§ TASK REQUIREMENTS
Update the records by changing "scan" to "search" everywhere it appears, and leave everything else as it is.

§ PROVIDED DATA
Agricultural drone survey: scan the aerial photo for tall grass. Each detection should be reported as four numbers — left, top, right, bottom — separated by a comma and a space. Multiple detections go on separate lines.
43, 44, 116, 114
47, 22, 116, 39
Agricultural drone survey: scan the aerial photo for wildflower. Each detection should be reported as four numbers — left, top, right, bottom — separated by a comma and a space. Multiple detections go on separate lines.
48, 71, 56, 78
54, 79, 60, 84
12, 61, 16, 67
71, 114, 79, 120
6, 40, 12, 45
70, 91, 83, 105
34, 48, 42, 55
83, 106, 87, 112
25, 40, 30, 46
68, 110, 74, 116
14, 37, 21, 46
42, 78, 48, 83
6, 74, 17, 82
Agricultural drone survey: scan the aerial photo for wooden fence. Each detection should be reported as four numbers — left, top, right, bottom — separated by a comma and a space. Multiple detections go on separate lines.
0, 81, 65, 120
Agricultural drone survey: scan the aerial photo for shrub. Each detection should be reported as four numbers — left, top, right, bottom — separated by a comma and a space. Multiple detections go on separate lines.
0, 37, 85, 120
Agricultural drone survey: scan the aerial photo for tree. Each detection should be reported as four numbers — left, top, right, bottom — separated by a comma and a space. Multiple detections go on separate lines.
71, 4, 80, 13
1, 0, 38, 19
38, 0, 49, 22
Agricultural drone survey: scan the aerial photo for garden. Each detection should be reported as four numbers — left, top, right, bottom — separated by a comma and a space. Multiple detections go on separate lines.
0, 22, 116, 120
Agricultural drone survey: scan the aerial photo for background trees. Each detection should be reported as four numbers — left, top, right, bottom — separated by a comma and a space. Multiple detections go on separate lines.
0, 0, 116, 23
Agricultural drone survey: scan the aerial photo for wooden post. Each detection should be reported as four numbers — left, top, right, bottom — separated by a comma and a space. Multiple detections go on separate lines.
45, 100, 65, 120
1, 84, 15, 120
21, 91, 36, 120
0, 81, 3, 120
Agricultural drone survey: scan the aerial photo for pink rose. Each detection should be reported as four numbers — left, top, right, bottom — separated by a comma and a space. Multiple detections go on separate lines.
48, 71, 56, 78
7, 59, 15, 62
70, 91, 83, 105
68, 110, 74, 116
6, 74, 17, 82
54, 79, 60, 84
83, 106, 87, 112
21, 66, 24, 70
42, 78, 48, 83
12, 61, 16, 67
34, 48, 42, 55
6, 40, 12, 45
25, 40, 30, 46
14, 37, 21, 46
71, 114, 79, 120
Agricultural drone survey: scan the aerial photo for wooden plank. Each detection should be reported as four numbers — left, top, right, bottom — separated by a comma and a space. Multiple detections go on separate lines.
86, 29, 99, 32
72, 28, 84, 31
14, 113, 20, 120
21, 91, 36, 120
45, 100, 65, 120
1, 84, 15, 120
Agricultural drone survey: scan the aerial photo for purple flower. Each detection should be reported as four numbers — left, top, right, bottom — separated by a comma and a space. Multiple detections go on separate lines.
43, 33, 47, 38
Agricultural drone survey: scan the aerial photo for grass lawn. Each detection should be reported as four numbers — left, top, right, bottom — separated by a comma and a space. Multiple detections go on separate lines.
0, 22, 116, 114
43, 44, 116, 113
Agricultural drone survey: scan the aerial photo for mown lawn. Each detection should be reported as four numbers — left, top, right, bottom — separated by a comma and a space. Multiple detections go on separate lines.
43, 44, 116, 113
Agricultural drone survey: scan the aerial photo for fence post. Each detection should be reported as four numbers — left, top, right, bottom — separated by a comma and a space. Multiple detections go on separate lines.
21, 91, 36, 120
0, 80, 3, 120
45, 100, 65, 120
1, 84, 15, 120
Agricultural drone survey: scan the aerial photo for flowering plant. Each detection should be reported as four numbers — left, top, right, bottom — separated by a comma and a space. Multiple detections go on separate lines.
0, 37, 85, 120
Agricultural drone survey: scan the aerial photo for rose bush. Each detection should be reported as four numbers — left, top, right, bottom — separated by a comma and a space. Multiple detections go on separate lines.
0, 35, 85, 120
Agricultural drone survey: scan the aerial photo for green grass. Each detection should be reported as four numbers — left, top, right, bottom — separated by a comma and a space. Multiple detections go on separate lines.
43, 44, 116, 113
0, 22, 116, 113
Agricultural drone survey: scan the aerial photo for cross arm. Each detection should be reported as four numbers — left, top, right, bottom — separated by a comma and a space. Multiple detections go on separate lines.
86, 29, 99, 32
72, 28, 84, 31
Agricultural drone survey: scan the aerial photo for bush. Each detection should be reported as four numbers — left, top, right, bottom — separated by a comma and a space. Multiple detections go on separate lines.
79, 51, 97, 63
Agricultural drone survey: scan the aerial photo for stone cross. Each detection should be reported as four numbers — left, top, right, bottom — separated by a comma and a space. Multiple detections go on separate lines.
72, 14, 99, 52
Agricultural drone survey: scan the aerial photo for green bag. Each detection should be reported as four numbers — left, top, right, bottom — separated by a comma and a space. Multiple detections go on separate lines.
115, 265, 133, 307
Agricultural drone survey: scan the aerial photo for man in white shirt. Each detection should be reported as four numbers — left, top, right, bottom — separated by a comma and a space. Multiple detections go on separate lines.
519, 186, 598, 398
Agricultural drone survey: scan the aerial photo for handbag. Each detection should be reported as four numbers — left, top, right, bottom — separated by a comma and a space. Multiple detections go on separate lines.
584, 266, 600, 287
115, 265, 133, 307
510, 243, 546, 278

§ REPLY
Agricultural drone survey: search the aerial photo for tall grass. Each detection should be reported as four numbers — left, top, right, bottom — separated by a comma and a space. Multiple detections go on separate lines.
43, 44, 116, 114
47, 22, 116, 39
Agricultural drone survey: search the aerial photo for wildflower. Each detection should be reported as four numbers — left, top, right, bottom — separated by a comma and a space. Multiple detections go on separate lines.
48, 71, 56, 78
54, 79, 60, 84
12, 61, 16, 67
71, 114, 79, 120
6, 40, 12, 45
70, 91, 83, 105
34, 48, 42, 55
83, 106, 87, 112
25, 40, 30, 46
68, 110, 74, 116
14, 37, 21, 46
42, 78, 48, 83
6, 74, 17, 82
Agricultural drone survey: search the aerial photo for wooden fence. Each detection should be reported as four numbers — left, top, right, bottom — separated by a comma and a space. Multiple detections go on separate lines.
0, 81, 65, 120
Agricultural drone survey: search the aerial photo for shrub. Each detection should be reported as four numbers — left, top, right, bottom — separated by a comma and a space. Multiple detections go on separate lines.
0, 37, 85, 120
Agricultural drone survey: search the aerial photo for tree. Each detection should be reported as four numbers — left, top, right, bottom — separated by a comma and a space. Multiple detections go on separate lines.
71, 4, 80, 13
1, 0, 38, 19
38, 0, 49, 22
Agricultural drone survey: search the aerial photo for garden. Each detection should be reported as four numbers — left, top, right, bottom — separated by a comma and a space. Multiple detections go on separate lines.
0, 22, 116, 120
Agricultural drone survey: search the aerial photo for background trees. Each detection should be reported as four numbers — left, top, right, bottom — separated by a comma and a space. Multiple detections go on separate lines.
0, 0, 116, 23
Agricultural drone survey: search the aerial photo for wooden post. Each detection should be reported as four numbers — left, top, right, bottom — separated by a comma and a space. Multiple detections go on separate lines.
45, 100, 65, 120
1, 84, 15, 120
21, 91, 36, 120
0, 81, 3, 120
Agricultural drone survey: search the aerial photo for pink rose. Each detection should be reported as four numbers — left, top, right, bottom — separated by a comma and a space. Multiple detections go on separate lines.
48, 71, 56, 78
7, 59, 15, 62
70, 91, 83, 105
68, 110, 74, 116
6, 74, 17, 82
54, 79, 60, 84
83, 106, 87, 112
21, 66, 24, 70
42, 78, 48, 83
12, 61, 16, 67
34, 48, 42, 55
6, 40, 12, 45
25, 40, 30, 46
14, 37, 21, 46
71, 114, 79, 120
Agricultural drone survey: search the aerial photo for wooden plank. Each detection should be reported as four numbers — left, top, right, bottom — separated by a comma and a space. Multiple detections go on separate lines.
86, 29, 99, 32
72, 28, 84, 31
14, 113, 20, 120
21, 91, 36, 120
45, 100, 65, 120
1, 84, 15, 120
Agricultural drone survey: search the aerial photo for purple flower. Each detection should be reported as four numbers — left, top, right, bottom — separated by a comma and a space. Multiple detections go on separate lines.
43, 33, 47, 38
Agricultural drone survey: search the aerial photo for grass lawn. Each detection should be reported as four numbers — left, top, right, bottom — separated by a comma and a space. Multiple detections go on separate lines.
0, 22, 116, 114
43, 44, 116, 113
Agricultural drone survey: search the aerial photo for mown lawn. Each detection should be reported as four numbers — left, top, right, bottom — separated by a comma and a space. Multiple detections go on separate lines.
43, 44, 116, 113
Agricultural drone survey: search the aerial photo for fence post. Each detection should be reported as four numbers — left, top, right, bottom — separated by a comma and a space. Multiple detections go on separate lines.
21, 91, 36, 120
0, 80, 3, 120
45, 100, 65, 120
1, 84, 15, 120
Agricultural drone survey: search the aerial photo for flowering plant. Each detection should be reported as four numbers — left, top, right, bottom — separated by a comma and a space. Multiple detections go on separate lines.
0, 37, 85, 120
Agricultural drone survey: search the aerial photo for rose bush. Each detection should be reported as four numbers — left, top, right, bottom — separated by a comma and a space. Multiple detections go on separate lines.
0, 35, 85, 120
Agricultural drone survey: search the aerial photo for green grass. Each detection should be reported as four numbers — left, top, right, bottom — separated by a comma and a space. Multiple detections go on separate lines.
43, 44, 116, 113
0, 22, 116, 113
Agricultural drone survey: search the aerial photo for cross arm. Each detection should be reported as four numbers — left, top, right, bottom — separated by a comma and a space. Multiple detections go on separate lines.
86, 29, 99, 32
72, 28, 84, 31
Agricultural drone survey: search the aerial photo for bush. Each detection should be reported as four numbers — left, top, right, bottom — separated by a comma and a space. Multiple detections go on separate lines.
79, 51, 97, 63
Agricultural drone survey: search the aerial photo for stone cross. Each detection should be reported as four numbers — left, top, right, bottom — separated by a comma and a space. Multiple detections go on separate lines.
72, 14, 99, 52
Agricultural drone survey: search the aerial photo for green bag. Each detection should be reported as four numbers — left, top, right, bottom — separated by a comma and a space. Multiple detections go on separate lines.
115, 265, 133, 307
Agricultural drone survey: search the aerial photo for man in white shirt. Each detection should be reported as four numbers — left, top, right, bottom — separated by a comma and a space. Multiple detections go on separate lines.
519, 186, 598, 398
Agricultural drone survey: search the aerial photo for handbag. Each detection should be reported as four numbers — left, top, right, bottom — separated by a comma and a space. Multiple detections go on separate lines.
584, 266, 600, 287
115, 265, 133, 307
510, 243, 546, 278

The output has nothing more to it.